[Assignment]: From the first line to the last, repeat the records exactly and skip the pictures.

[Exercise input]:
━━━━━━━━━━━━━━━━━━━━━━━━━━━━━━

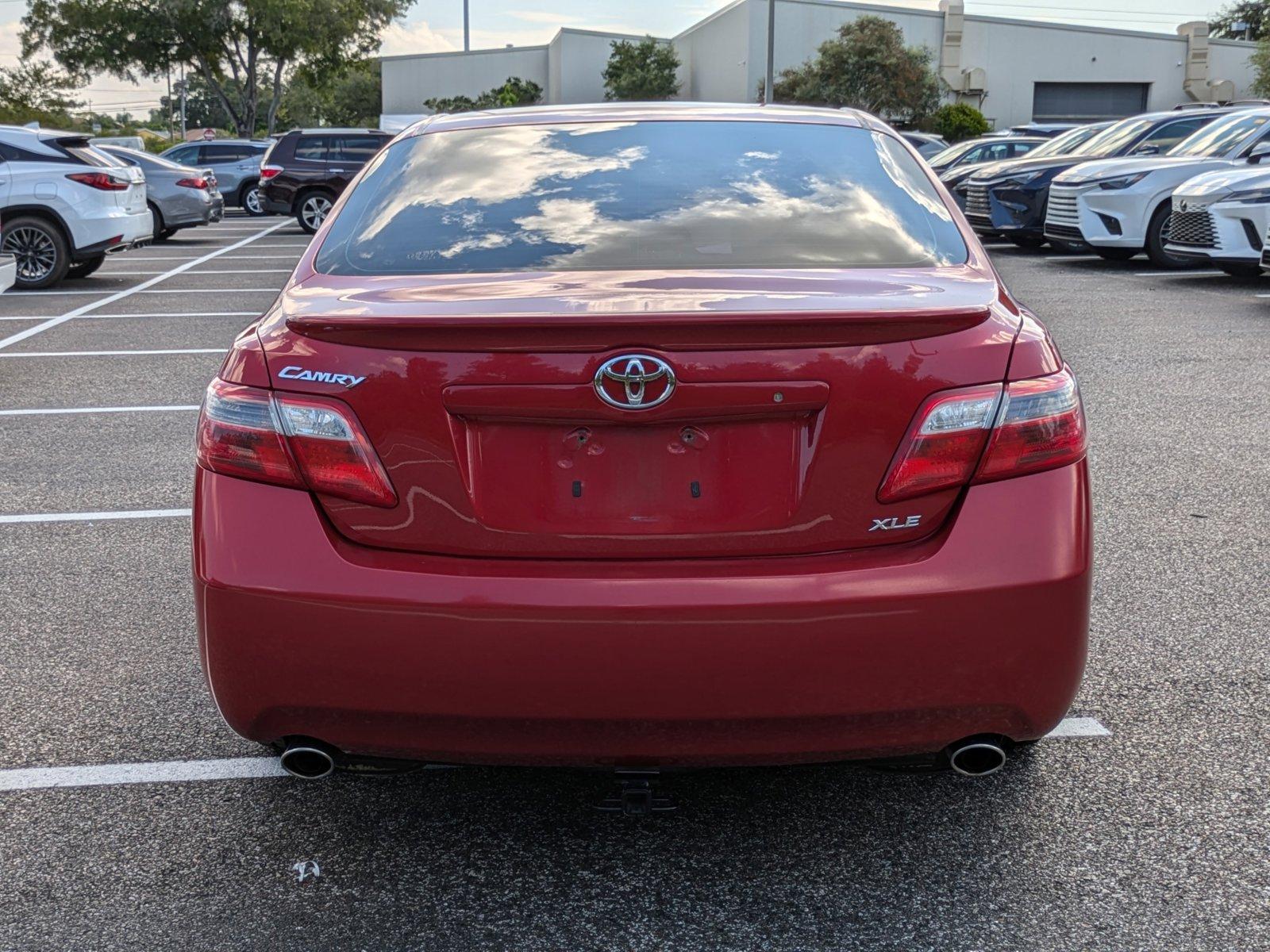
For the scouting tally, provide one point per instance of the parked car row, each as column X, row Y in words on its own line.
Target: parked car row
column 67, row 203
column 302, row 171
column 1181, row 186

━━━━━━━━━━━━━━━━━━━━━━━━━━━━━━

[Output for this exercise]:
For the scouting tally, provide one point per instance of the parked car row, each as column X, row Y in words on its own line.
Target: parked car row
column 67, row 203
column 302, row 171
column 1181, row 186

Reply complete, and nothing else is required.